Referring expression pointing data
= Beginning of Section =
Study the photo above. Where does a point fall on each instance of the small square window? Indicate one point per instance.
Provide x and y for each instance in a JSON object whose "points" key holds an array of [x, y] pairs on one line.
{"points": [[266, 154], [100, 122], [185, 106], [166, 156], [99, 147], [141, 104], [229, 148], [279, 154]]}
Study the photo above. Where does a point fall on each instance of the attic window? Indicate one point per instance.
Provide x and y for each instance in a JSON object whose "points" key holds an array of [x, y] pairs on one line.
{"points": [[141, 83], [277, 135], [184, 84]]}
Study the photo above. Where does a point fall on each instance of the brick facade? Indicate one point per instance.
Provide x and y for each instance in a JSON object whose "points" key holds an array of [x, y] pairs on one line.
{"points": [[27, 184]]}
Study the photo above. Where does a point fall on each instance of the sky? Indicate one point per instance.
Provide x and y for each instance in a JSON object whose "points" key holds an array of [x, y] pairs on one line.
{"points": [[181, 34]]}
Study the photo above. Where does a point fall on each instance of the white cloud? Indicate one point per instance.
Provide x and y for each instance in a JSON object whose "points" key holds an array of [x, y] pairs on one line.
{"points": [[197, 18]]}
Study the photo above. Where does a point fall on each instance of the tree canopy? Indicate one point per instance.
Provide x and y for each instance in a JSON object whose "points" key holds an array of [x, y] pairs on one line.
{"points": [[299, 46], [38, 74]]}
= End of Section =
- Task directions:
Retype each record in full, please.

- Result of the task:
Study the photo above. Where does a point fall on each instance of the small square window? Indicate one point per instance.
Provide x and y for each instance in a JSON object whose "points" key holds an array of [x, y] pairs on one line.
{"points": [[266, 154], [100, 122], [185, 106], [166, 156], [99, 147], [141, 104], [229, 148], [279, 154]]}
Study the photo above. Where does a point fall on each instance of the attic window? Indicate one point per instance.
Provide x and y for each instance in a JSON object whose "points" key holds an array of [x, y] pairs on one line.
{"points": [[141, 83], [277, 135], [184, 84]]}
Study the photo above. Where does a point fall on each instance of the brick facade? Indicate one point per instance.
Provide x and y for each instance in a JSON object whose "points" key holds an array of [x, y] pairs on one line.
{"points": [[27, 184]]}
Study the photo above. Where does a point fall on each instance of the sky? Indicate one point per instance.
Provide x and y for each instance in a JSON object whose "points" key holds an array of [x, y] pairs on one line.
{"points": [[181, 34]]}
Study the photo above. Where does a point fall on each instance of the white cloud? Indicate one point per instance.
Provide x and y for each instance in a JSON object whose "points" key holds an array of [x, y] pairs on one line.
{"points": [[197, 18]]}
Study the photo above. Where does a point fall on each instance of the tree canopy? Indicate one point per instance.
Provide x and y for each instance in a JSON object whose "points" key holds an array of [x, y] pairs on one line.
{"points": [[299, 46], [38, 74]]}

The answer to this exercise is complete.